====== Source excerpt ======
The CRA’s investigation of the applicant
[5]
In
early June 2006, the CRA investigated the applicant for allegedly misusing the
CRA’s electronic mail system, and for misrepresenting both himself and the CRA
for his “own personal gain.” The CRA’s investigation stemmed from accusations
made by the applicant that the father of his sister’s child was involved in
acts of fraud against the CRA and other government departments. The
investigation focused on the events of June 6, 2006, whereby the applicant sent
six e-mails to the Ottawa police and other government departments
alleging such conduct. In many of these e-mails, the applicant represented
himself as acting on behalf of the CRA.
[6]
On
June 8, 2006, the applicant met with CRA management regarding these allegations
and was informed that there would be an investigation into his conduct. The
applicant was also informed that there would be a second meeting once the
investigation was complete. While the investigation was ongoing, the applicant
submitted his resignation. On July 20, 2006, the CRA received an investigation
report into the applicant’s use of the CRA’s electronic mail system. That
report revealed that between April 20, 2006 and June 23, 2006, the applicant
sent and received 3252 personal e-mails; 1440 of which were sent by the
applicant.
====== Supplied data ======
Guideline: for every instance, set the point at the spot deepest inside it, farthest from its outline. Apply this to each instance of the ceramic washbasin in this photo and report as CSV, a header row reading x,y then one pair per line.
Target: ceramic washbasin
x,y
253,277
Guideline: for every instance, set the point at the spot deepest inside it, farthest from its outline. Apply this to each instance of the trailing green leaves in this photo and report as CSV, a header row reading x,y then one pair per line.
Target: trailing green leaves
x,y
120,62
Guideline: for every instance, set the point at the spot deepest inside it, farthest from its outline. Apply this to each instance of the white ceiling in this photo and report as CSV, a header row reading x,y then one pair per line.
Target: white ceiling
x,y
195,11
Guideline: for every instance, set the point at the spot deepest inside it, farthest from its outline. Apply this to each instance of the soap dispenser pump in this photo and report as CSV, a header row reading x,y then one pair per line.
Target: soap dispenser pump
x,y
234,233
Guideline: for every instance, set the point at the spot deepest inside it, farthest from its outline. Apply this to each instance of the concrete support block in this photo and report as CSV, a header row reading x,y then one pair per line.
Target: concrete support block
======
====== Supplied data ======
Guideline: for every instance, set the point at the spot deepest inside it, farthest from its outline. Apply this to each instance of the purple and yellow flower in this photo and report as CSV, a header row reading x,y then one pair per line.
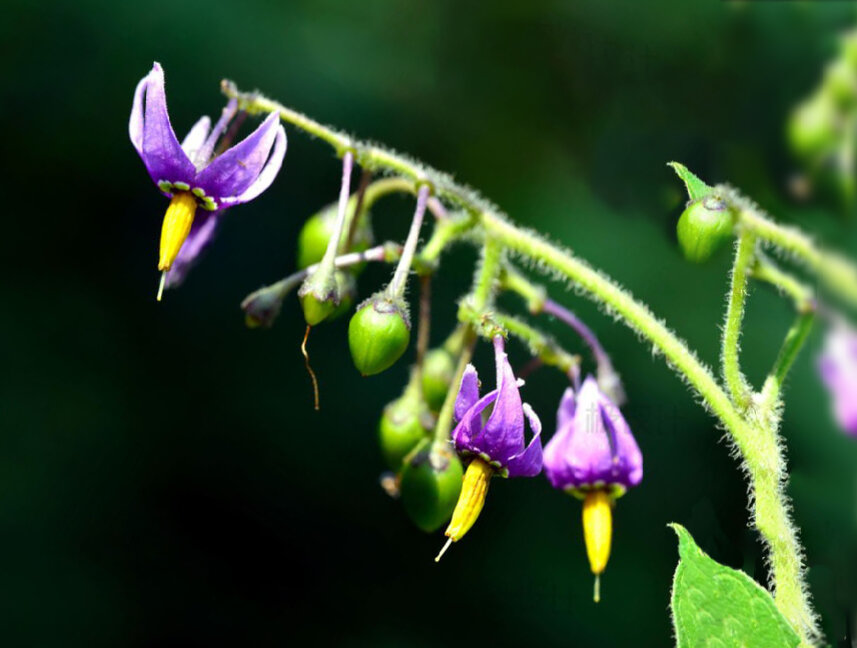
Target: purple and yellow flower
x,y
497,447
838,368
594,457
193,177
======
## Task list
a) In the passage on the CRA's investigation of the applicant, on what date did the applicant meet with CRA management about the allegations?
b) Go on with the passage on the CRA's investigation of the applicant, picking up after its last sentence.

## Answer list
a) June 8, 2006.

b)
Decision under review
[7]
On
August 3, 2006, after the applicant resigned, the CRA revoked the applicant’s “enhanced
reliability status” because his conduct created “an irreparable breach of the
bond of trust” between himself and the CRA. The revocation letter provided two
reasons for revocation: (1) the applicant misrepresented himself by using the
CRA name and perceived level of authority in correspondence with other
government departments; and (2) the applicant misused the CRA electronic mail
system by transmitting “an excessive amount of [personal] e-mails” through the system.
ISSUES
[8]
There
are two issues raised in this application:
1)
Whether
the CRA met its burden of proof in adducing sufficient evidence to revoke the
applicant’s “enhanced reliability status”; and
2)
Whether
the Director breached the rules of procedural fairness in failing to provide
the applicant with notice of, or any opportunity to respond to, the allegations
made against him.
STANDARD OF REVIEW
[9]
In
considering this application for judicial review, it is not for the Court to
satisfy itself that it would have come to the same conclusion as the decision-maker
in question. Rather, as Madam Justice Dawson recently stated in Mulveney v. Canada (Human
Resources Development), 2007 FC 869 at paragraph 7:
¶ 7 … the Court must determine, as
a matter of law, what the proper standard of review to be applied to the
Minister’s decision is, and then it must apply that standard of review to the
decision.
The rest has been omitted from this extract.